[Items from a data source]
────────

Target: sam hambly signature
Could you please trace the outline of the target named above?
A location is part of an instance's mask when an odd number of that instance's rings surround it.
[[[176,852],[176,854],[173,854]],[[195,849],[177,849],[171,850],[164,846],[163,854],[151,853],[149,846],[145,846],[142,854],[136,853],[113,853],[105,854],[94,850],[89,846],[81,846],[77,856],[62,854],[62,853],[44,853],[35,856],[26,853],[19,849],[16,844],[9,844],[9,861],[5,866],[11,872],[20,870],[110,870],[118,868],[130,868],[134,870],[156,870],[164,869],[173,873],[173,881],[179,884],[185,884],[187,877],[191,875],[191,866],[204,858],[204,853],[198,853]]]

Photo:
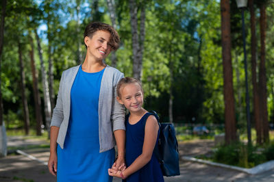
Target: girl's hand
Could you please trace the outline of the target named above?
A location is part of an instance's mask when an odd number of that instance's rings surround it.
[[[50,154],[49,161],[47,164],[49,172],[53,176],[56,177],[57,174],[57,154],[56,153],[53,153]]]
[[[125,169],[125,158],[118,157],[115,162],[113,164],[112,169],[115,170],[116,172],[118,170],[124,170]]]
[[[122,171],[121,171],[121,170],[116,171],[115,170],[113,170],[113,169],[108,169],[108,175],[112,176],[112,177],[115,177],[117,178],[121,178],[123,179],[125,179],[127,177],[125,177],[125,175],[123,175],[123,174],[122,173]]]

────────

#### Exercise task
Recast the data above as a JSON list of strings with one string per line, skipping blank lines and leaving out the pictures.

#### Solution for this problem
[
  "Target: sam hambly signature",
  "Could you please trace the outline of the target named above?",
  "A location is part of an instance's mask when an odd number of that instance's rings surround it.",
  "[[[176,852],[176,854],[173,854]],[[195,849],[177,849],[171,850],[164,846],[163,854],[151,853],[149,846],[145,846],[142,854],[136,853],[113,853],[105,854],[94,850],[89,846],[81,846],[77,856],[62,854],[62,853],[44,853],[35,856],[26,853],[19,849],[16,844],[9,844],[9,861],[5,866],[11,872],[20,870],[110,870],[118,868],[130,868],[134,870],[156,870],[164,869],[173,873],[173,881],[179,884],[185,884],[187,877],[191,875],[191,866],[204,858],[204,853],[198,853]]]",
  "Photo:",
  "Target: girl's hand",
  "Could you please trace the outline of the target named above?",
  "A location is part of an instance's mask when an odd number of that instance's rings surround it.",
  "[[[50,154],[49,161],[47,164],[49,172],[53,176],[56,177],[57,174],[57,154],[56,153],[53,153]]]",
  "[[[125,169],[125,158],[118,157],[115,162],[113,164],[112,169],[115,170],[116,172],[118,170],[124,170]]]",
  "[[[122,171],[121,171],[121,170],[116,171],[115,170],[113,170],[113,169],[108,169],[108,175],[112,176],[112,177],[115,177],[117,178],[121,178],[123,179],[125,179],[127,177],[125,177],[125,175],[123,175],[123,174],[122,173]]]"
]